» Directions: Reproduce word for word the lines of the listing below, starting at the line with "Expected behavior: point out the flower bud" and ending at the line with "Target: white flower", both included.
--- start Material to process ---
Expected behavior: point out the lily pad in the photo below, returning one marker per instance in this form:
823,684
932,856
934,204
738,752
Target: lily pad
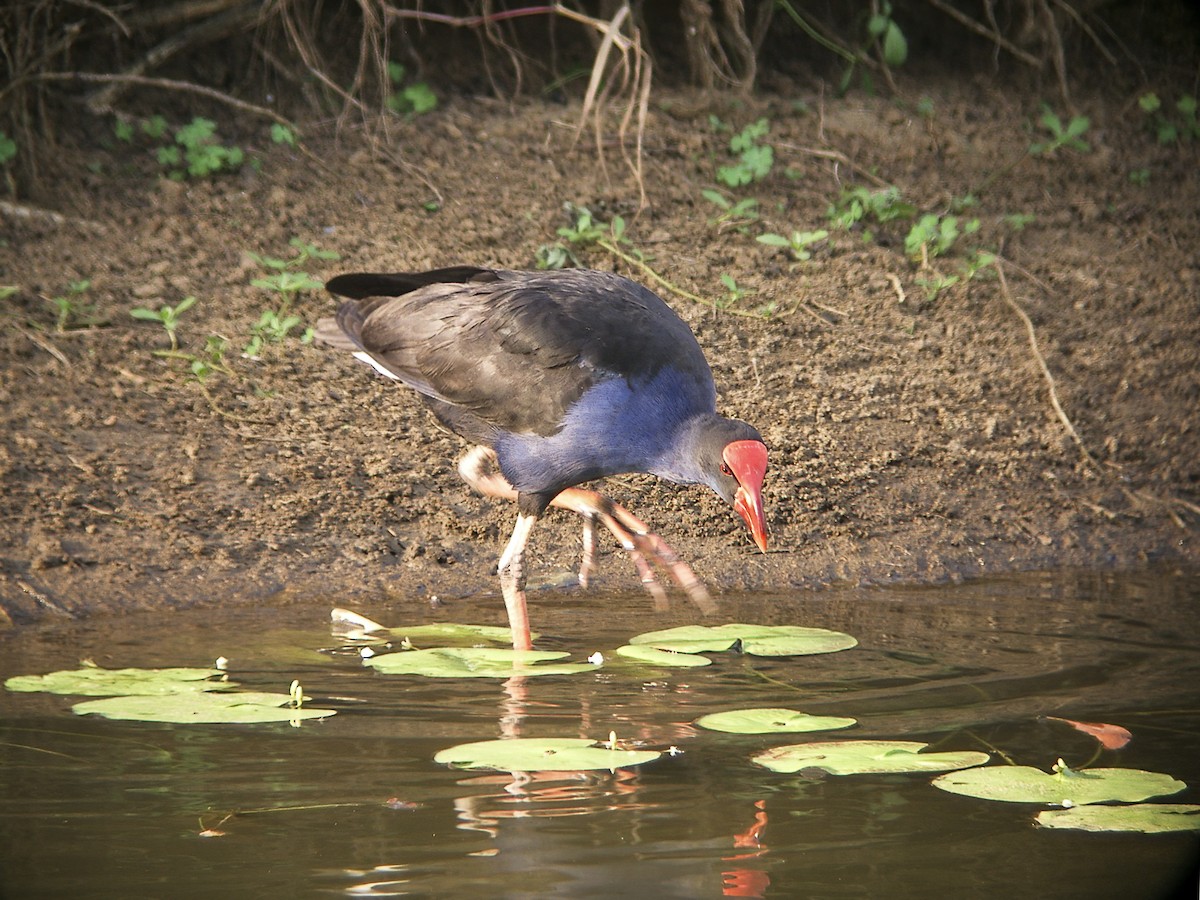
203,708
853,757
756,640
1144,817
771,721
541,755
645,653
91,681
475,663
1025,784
--- end Material to process ---
--- start Material to process ---
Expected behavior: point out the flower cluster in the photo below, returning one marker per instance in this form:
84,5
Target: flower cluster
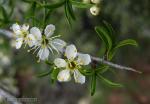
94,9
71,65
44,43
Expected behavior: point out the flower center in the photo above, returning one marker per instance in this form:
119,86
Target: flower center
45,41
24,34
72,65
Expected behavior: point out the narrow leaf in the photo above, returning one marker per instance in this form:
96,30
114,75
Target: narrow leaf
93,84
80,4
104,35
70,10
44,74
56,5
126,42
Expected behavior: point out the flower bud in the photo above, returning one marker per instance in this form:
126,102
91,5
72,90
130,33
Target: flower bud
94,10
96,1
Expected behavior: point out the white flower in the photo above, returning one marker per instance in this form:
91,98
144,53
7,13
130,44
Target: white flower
--- end Material to process ---
--- start Material to process ---
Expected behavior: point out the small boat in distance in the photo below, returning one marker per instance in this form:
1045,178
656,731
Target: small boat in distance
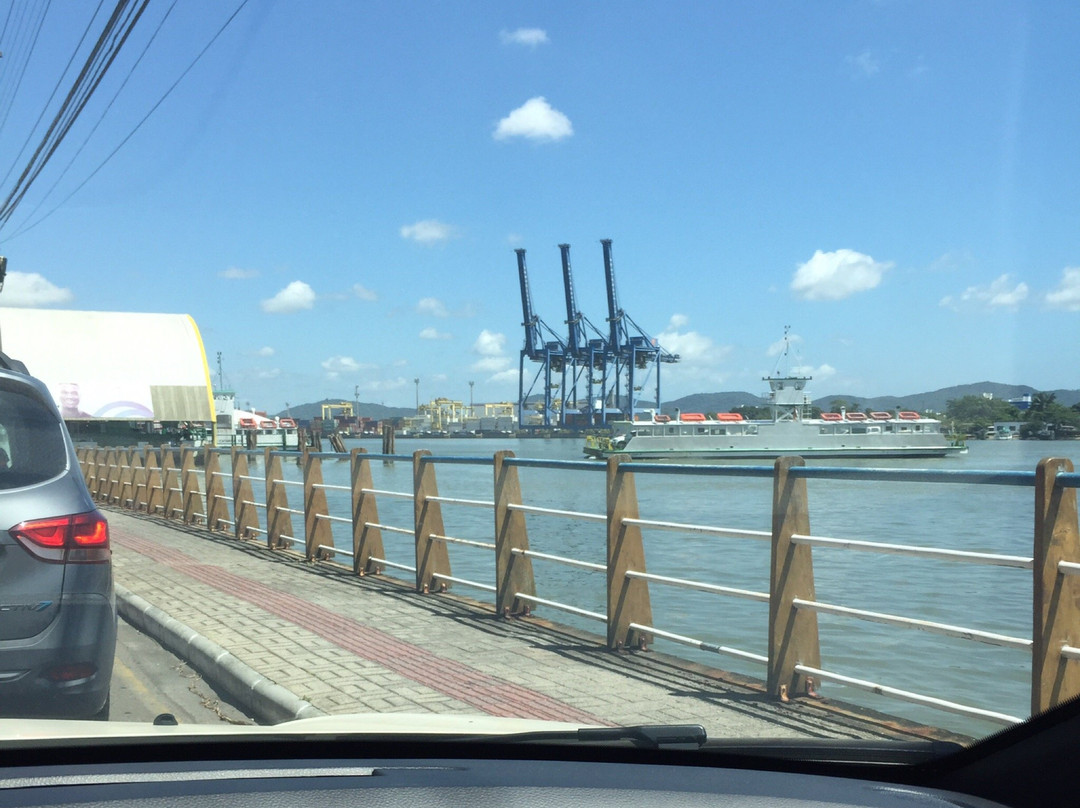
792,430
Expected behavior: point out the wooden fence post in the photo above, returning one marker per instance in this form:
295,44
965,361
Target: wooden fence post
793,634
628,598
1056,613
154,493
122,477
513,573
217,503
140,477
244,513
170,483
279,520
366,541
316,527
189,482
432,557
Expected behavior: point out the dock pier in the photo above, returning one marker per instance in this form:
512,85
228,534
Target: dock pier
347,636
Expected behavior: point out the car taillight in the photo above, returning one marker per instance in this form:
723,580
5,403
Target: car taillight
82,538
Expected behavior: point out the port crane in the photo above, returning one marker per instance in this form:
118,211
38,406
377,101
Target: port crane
--- end Material to process ---
» Task answer:
Expected behavior: point out the flower bud in the photo above, returning one marker per instance in this form:
126,102
91,5
72,90
130,33
Target: flower bud
94,10
96,1
Expected behavior: point out the white flower in the photo above, returning one marker per instance in this form:
91,98
144,53
7,13
130,44
Target: white flower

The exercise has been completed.